Required actions →
(a) In the text on Limina's coaching, write out again the part that begins at the words "For many clients, a" and stops after "overall coaching agenda.", with "long-term desire" changed to "lasting wish".
(b) Recast the paragraph of the text on Limina's coaching that opens with "Common reasons for clients to seek coaching" as a list, keeping its main facts.

Text section →
Limina’s client mix is around 80% academics (mainly from Australian and New Zealand universities) plus 20% professionals from other walks of life.
Janet has successfully coached early-, mid- and late-career academic clients across the range of disciplines from natural and applied sciences to humanities, arts and social sciences and professional fields (law, business, medicine and allied health).
Her non-academic clients have included practising lawyers, designers, writers and publishers, management consultants, government scientists, small business owners, full-time parents and founders of technology and social enterprise startups.
If you are someone whose work involves intellectual and/or creative challenge and you are committed to doing it well, but without losing sight of other things that matter to you, you will likely find Janet a good fit.
I’d recommend Janet for writing and research – she writes so well, I would have no problem taking her advice in that area – and also organisation, self-management, professional development. All the stuff you hear academics wrestling with and fretting and worrying about, Janet has the credibility to help. She’s one of us. — Academic
I didn’t know whether, if someone was unfamiliar with the way that [creative industries] work, I would need to fill in that information. … I guess what stopped me worrying was first and foremost you need to have a connection with whoever you’re going to have coaching with. I found it really easy to talk to Janet and we got along from the first conversation like we’d known each other for about 10 years. That makes all the difference, and people should definitely make their decision based on that. — Designer
I think what impressed me the most was that I work in a field that is foreign to [Janet] and in an organisational structure that she hasn’t had direct experience with. She picked up a lot of the jargon and the specificities of my circumstances really, really quickly, which meant that she was able to discuss them more specifically. I felt that made the whole coaching experience more valuable. — Management consultant
Common reasons for clients to seek coaching include wanting to make a change (e.g. of job, workplace or career); facing a specific challenge (e.g. completing a major project or stepping into a more senior position); dealing with unexpected or involuntary change (e.g. health issues, relationship changes, loss of employment); and integrating work with self-care, family and other commitments.
For many clients, a combination of factors are at play. Often people have a long-term desire to improve something in their personal or professional lives, but this doesn’t become a high priority for action until something urgent or concrete comes along and precipitates a commitment to change. Both the underlying/longer-term and immediate/concrete objectives usually become part of the person’s overall coaching agenda.
I was at a crossroads in my career. I’d been investigating by myself a number of ideas and different things that I was interested in. It was two-pronged: partly to do with my existing job and the difficulties I was having there, trying to advance or move in the direction I wanted to head within that role and could see that coming to an end; and also pursuing these other directions that I was interested in. — Designer
Coaching is both:
- a formal conversation (best described as a focused, professionally facilitated meeting with yourself); and
- an ongoing relationship with someone who is dedicated to supporting your progress towards your chosen objectives.
It was revelatory. That sounds like a big word, but Janet helped me make a major shift in perspective in myself. I’ve never really made that shift before. There was something in her technique that enabled me to make that shift when other times I might have been more resistant or afraid. – Academic (Head of School)
Although coaching has elements in common with other occupations such as consulting, teaching and counselling, it has its own distinctive set of core principles. According to UK coach Jenny Rogers, they are:
- Coaching is about change and action.

Data excerpts →
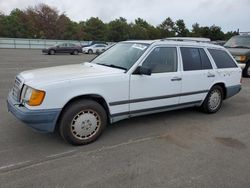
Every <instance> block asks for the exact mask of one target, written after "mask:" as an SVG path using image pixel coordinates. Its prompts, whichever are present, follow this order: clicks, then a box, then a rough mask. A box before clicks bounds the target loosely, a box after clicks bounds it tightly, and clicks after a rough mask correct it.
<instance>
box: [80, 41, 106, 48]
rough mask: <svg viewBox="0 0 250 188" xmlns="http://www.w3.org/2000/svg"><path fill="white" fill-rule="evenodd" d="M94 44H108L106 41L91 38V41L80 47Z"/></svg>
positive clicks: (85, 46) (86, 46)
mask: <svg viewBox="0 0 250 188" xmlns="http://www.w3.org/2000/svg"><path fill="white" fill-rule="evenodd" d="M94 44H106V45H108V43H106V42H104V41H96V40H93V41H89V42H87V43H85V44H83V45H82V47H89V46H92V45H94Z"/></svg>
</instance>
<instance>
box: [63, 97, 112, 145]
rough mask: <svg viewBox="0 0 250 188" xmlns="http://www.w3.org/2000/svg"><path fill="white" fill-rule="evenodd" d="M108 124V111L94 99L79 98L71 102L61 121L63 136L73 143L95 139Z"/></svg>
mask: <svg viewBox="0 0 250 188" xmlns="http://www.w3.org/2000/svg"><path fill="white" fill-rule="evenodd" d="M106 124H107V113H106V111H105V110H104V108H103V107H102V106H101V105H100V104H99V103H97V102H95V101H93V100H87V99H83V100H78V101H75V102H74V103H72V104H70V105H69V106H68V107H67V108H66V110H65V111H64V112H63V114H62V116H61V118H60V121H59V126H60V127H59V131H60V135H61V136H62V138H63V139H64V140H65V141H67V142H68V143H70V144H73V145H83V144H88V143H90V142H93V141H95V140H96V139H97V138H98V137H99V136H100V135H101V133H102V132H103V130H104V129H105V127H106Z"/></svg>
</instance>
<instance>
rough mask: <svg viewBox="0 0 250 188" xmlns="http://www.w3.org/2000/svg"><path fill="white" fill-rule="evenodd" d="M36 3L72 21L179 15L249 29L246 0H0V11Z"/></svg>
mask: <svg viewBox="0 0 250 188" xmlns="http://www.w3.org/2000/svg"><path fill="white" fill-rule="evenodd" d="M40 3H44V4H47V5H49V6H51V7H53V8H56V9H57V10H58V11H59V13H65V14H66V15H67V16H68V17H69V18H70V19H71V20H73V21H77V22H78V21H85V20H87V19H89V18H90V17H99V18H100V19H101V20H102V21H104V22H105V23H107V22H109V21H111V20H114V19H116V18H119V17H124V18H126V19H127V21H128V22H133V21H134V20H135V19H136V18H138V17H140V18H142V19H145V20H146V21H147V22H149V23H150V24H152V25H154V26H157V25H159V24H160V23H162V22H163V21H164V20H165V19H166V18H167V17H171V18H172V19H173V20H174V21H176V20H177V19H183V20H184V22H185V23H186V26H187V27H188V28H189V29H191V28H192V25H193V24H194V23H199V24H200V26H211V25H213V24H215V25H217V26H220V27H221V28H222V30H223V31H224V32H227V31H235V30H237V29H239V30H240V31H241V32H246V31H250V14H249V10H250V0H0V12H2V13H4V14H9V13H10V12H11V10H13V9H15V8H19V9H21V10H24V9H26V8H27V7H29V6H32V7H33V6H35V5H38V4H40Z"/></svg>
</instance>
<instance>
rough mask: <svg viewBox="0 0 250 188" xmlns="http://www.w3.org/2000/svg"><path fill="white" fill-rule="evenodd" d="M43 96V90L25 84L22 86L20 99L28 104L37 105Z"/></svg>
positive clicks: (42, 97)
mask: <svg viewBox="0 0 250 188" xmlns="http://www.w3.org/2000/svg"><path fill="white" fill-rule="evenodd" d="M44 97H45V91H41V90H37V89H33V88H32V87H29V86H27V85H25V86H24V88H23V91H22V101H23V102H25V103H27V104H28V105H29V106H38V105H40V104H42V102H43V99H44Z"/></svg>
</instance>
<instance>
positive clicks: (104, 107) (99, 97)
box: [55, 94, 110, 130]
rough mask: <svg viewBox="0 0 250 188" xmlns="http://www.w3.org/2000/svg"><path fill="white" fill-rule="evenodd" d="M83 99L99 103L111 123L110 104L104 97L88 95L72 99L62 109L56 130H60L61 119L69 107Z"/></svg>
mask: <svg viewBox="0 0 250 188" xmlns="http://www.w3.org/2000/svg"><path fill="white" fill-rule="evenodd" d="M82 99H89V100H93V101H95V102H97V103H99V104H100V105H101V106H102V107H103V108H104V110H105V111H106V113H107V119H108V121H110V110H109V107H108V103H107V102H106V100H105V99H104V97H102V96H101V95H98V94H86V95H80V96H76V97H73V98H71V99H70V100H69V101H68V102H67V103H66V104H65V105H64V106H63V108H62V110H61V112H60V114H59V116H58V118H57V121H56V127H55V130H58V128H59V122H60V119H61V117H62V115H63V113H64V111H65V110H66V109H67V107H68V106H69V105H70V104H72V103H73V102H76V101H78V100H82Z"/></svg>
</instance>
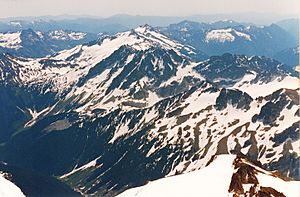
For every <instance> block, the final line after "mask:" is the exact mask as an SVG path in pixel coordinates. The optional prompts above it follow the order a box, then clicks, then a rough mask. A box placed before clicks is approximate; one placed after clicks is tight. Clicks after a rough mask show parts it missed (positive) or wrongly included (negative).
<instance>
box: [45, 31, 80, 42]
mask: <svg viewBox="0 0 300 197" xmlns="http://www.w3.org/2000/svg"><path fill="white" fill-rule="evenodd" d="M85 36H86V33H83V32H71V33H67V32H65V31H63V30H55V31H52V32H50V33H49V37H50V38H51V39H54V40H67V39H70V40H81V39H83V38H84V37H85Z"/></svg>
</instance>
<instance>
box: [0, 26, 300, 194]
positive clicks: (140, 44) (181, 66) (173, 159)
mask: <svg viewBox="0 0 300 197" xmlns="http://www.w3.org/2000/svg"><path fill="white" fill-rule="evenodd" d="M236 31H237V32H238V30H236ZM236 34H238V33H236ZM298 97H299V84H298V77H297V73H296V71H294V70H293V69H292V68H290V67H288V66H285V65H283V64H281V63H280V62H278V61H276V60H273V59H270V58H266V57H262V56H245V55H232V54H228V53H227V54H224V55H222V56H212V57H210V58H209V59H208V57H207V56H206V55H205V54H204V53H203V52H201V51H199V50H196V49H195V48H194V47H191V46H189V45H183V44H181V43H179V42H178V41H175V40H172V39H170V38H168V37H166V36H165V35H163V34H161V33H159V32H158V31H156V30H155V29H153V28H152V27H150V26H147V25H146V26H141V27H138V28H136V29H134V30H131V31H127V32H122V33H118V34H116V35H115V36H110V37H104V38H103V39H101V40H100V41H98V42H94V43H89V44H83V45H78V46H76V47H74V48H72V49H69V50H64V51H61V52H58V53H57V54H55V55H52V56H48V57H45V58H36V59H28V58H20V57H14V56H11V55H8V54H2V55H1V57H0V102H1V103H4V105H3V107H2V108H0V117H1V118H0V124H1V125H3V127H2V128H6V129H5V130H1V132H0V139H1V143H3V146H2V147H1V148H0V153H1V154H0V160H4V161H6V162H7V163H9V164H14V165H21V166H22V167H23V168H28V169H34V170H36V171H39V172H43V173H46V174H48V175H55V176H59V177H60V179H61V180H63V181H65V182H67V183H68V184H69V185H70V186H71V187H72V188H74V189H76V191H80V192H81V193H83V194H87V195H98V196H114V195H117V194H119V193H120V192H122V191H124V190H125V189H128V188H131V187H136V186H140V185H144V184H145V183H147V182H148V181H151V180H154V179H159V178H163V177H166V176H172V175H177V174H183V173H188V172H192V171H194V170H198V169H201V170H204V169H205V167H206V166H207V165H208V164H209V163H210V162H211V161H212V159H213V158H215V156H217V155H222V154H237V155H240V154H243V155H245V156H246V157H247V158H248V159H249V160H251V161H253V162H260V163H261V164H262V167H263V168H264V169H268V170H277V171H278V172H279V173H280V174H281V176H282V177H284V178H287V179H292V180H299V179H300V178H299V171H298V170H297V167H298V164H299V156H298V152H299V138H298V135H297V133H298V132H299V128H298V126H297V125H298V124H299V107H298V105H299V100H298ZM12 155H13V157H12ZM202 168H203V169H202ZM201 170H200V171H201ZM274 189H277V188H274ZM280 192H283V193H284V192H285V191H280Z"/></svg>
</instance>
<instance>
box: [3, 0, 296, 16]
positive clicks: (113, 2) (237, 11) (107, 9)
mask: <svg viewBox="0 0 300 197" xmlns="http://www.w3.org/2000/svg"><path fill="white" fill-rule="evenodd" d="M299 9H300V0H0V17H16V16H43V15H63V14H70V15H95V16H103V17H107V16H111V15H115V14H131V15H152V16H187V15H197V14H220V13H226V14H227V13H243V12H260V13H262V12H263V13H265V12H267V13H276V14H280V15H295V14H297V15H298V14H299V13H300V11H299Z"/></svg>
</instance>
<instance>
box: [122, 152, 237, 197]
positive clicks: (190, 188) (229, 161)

Answers for each item →
(a)
For many clients, a combination of factors are at play. Often people have a lasting wish to improve something in their personal or professional lives, but this doesn’t become a high priority for action until something urgent or concrete comes along and precipitates a commitment to change. Both the underlying/longer-term and immediate/concrete objectives usually become part of the person’s overall coaching agenda.

(b)
Common reasons clients seek coaching:
- Wanting to make a change, such as of job, workplace or career
- Facing a specific challenge, such as completing a major project or stepping into a more senior position
- Dealing with unexpected or involuntary change, such as health issues, relationship changes or loss of employment
- Integrating work with self-care, family and other commitments